--- Start DATA SUPPLIED ---
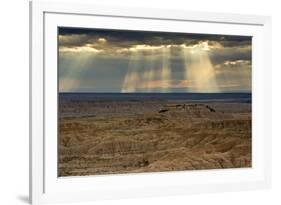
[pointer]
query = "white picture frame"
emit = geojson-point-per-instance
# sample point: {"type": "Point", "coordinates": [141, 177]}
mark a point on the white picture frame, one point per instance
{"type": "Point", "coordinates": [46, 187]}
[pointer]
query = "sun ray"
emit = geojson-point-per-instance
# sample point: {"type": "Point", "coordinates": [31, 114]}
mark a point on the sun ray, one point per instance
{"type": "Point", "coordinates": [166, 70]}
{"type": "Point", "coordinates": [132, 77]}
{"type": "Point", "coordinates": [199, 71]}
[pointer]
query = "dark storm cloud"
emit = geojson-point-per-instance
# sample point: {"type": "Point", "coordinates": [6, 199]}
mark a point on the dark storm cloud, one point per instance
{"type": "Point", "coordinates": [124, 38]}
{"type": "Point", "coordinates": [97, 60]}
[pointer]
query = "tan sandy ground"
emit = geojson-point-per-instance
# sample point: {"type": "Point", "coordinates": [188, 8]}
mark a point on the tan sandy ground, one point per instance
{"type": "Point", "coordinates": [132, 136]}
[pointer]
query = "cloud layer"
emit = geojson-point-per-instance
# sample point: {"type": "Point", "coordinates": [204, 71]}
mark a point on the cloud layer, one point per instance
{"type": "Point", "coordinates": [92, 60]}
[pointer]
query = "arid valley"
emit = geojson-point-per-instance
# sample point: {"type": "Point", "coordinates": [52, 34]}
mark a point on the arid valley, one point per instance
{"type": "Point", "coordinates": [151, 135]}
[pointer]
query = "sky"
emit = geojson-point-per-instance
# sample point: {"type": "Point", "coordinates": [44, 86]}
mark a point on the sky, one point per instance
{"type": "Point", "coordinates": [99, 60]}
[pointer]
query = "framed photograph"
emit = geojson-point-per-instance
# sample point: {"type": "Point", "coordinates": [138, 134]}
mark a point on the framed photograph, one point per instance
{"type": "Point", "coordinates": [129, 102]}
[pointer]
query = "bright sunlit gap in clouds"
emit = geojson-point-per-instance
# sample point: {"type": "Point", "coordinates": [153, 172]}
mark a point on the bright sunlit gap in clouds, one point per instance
--- End DATA SUPPLIED ---
Collect every line of the listing above that contains the string "white", matching case exactly.

- [EXERCISE ANSWER]:
query = "white picture frame"
mark a point on the white picture frame, one point per instance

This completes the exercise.